• [データセットに載っている項目]:
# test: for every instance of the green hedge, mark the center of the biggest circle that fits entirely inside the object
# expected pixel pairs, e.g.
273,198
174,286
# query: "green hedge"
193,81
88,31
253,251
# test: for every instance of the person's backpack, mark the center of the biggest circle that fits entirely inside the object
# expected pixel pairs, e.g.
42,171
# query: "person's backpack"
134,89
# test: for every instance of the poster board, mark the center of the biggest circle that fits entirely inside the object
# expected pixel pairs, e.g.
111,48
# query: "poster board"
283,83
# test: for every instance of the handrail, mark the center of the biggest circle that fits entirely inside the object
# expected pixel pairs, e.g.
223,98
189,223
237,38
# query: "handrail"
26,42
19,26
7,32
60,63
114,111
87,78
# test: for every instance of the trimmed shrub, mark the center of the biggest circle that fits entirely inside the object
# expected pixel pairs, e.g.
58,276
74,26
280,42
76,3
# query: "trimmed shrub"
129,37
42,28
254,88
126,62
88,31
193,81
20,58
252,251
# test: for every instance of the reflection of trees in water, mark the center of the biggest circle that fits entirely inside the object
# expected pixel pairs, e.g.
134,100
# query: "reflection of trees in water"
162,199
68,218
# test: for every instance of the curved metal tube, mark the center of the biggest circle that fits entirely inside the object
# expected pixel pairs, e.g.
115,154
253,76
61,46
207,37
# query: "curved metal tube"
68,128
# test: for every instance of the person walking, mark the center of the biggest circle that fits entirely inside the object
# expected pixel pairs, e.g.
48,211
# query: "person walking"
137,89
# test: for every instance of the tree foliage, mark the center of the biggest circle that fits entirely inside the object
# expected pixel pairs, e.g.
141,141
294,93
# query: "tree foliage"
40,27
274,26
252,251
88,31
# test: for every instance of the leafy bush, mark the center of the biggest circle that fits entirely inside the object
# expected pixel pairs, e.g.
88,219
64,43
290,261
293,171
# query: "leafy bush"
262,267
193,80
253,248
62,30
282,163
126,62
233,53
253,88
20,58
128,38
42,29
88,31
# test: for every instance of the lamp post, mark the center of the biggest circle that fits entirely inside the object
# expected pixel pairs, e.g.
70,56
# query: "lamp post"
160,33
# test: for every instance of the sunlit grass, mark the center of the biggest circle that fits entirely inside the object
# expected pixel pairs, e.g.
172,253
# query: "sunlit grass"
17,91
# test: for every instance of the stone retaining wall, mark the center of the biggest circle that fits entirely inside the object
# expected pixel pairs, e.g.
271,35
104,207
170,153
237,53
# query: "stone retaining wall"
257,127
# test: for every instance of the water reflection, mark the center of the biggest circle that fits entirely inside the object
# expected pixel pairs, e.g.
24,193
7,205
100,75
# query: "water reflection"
==
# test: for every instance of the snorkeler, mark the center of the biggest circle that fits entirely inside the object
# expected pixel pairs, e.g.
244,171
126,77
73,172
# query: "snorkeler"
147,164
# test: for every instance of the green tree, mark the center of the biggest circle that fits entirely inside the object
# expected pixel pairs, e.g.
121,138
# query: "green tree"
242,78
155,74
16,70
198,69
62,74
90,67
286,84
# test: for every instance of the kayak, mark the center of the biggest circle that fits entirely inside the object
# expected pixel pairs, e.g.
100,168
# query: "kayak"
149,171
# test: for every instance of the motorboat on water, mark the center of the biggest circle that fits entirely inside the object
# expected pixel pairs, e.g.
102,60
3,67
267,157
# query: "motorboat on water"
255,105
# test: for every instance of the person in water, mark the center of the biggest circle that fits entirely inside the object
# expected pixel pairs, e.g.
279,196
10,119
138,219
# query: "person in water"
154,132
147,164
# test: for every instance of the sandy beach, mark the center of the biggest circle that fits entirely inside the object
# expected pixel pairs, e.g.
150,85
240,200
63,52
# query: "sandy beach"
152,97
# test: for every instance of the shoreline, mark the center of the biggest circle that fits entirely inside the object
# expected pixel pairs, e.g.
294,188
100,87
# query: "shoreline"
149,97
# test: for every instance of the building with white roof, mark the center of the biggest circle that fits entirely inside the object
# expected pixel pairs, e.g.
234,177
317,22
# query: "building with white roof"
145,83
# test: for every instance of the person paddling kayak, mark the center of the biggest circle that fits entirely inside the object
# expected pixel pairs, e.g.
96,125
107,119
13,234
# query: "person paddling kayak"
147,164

• [取り組む課題]:
上のデータセットから、「building」という文字列を含む行をすべて抜き出してください。

• [課題の解答]:
# test: for every instance of the building with white roof, mark the center of the biggest circle that fits entirely inside the object
# query: "building with white roof"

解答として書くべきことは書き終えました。